### PASSAGE FOURNI
□ □ □ □ □

Attendu que, par ordonnance de référés par Nous rendue en date du 19 janvier 1964 (1) et sur justification que le prêt consenti par Serge Smett a été remboursé par la demanderesse le 16 septembre 1963, Nous avons ordonné qu'au vu de notre ordonnance, M. le Greffier du Tribunal de Commerce de Reims et M. le Conservateur des Hypothèques de Reims seront tenus de procéder à la mainlevée de l'inscription de nantissement et d'hypothèque conservatoire ainsi prises, ladite ordonnance étant assortie de l'exécution provisoire, nonobstant appel et sans caution ;

Attendu que la veuve Smett a interjeté appel de cette ordonnance et a dénoncé cet appel à M. le Conservateur des Hypothèques et à M. le Greffier du Tribunal de Commerce, leur faisant défense d'opérer les mainlevées ainsi ordonnées ;

Attendu que, devant le refus de M. le Conservateur des Hypothèques de procéder à la mainlevée de l'hypothèque conservatoire sur présentation de la grosse de l'ordonnance de référé du 19 janvier 1964 (1), ce dernier, exigeant un certificat de non-appel, la demanderesse lui fit signifier ladite grosse en lui réitérant d'avoir à procéder sans plus tarder à cette mainlevée ;

Attendu que M. le Conservateur des Hypothèques persistant dans son refus la demanderesse demande de contraindre M. le Conservateur des Hypothèques et M. le Greffier du Tribunal de Commerce de procéder aux radiations ordonnées par notre ordonnance du 19 janvier 1964 (1) ;

Attendu que par assignation du 9 mai 1964 la dame Bourgeois nous demande, en outre, de déclarer commune à M. le Conservateur des Hypothèques ainsi qu'à M. le Greffier du Tribunal de Commerce cette ordonnance du 19 janvier 1964 (1) ;

Attendu que la veuve Smett, M. le Conservateur des Hypothèques de Reims ainsi que M. le Greffier du Tribunal de Commerce de Reims soulèvent notre incompétence au motif qu'une instance au principal est actuellement en cours ;

Attendu qu'il appert des documents produits qu'une instance aux mêmes fins est pendante devant le Tribunal de Commerce de Reims ;

Attendu que, le principal étant saisi, il échet de nous déclarer incompétent, tant sur l'assignation du 4 mai 1964, que sur celle du 9 mai 1964 et d'en ordonner la jonction ;

(1) Lire 19 février 1964.

□ □ □ □ □

### INFORMATIONS FOURNIES
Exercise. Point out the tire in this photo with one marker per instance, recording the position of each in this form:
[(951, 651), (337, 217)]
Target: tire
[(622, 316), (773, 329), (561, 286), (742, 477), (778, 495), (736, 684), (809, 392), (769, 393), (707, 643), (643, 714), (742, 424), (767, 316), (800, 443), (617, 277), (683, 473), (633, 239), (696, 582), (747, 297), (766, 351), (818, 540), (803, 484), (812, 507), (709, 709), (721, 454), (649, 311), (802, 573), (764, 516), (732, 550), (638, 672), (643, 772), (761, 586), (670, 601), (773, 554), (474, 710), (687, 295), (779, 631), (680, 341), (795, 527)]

□ □ □ □ □

### ÉNONCÉ A
D'après le passage fourni, devant quel tribunal une instance aux mêmes fins est-elle pendante ?
### ÉNONCÉ B
Citez toutes les parties qui, selon le passage fourni, soulèvent l'incompétence du juge des référés.
### ÉNONCÉ C
Indiquez si chacune de ces affirmations s'accorde avec le passage fourni, en citant les mots qui tranchent :
(i) Le prêt consenti par Serge Smett a été remboursé le 16 septembre 1963.
(ii) Le Conservateur des Hypothèques a procédé à la mainlevée dès la présentation de la grosse de l'ordonnance.
(iii) L'exécution provisoire de l'ordonnance était subordonnée à une caution.

### RÉPONSE RÉDIGÉE A
Devant le Tribunal de Commerce de Reims.

### RÉPONSE RÉDIGÉE B
- La veuve Smett
- M. le Conservateur des Hypothèques de Reims
- M. le Greffier du Tribunal de Commerce de Reims

### RÉPONSE RÉDIGÉE C
(i) Oui : « le prêt consenti par Serge Smett a été remboursé par la demanderesse le 16 septembre 1963 ».
(ii) Non : « devant le refus de M. le Conservateur des Hypothèques de procéder à la mainlevée de l'hypothèque conservatoire sur présentation de la grosse ».
(iii) Non : « nonobstant appel et sans caution ».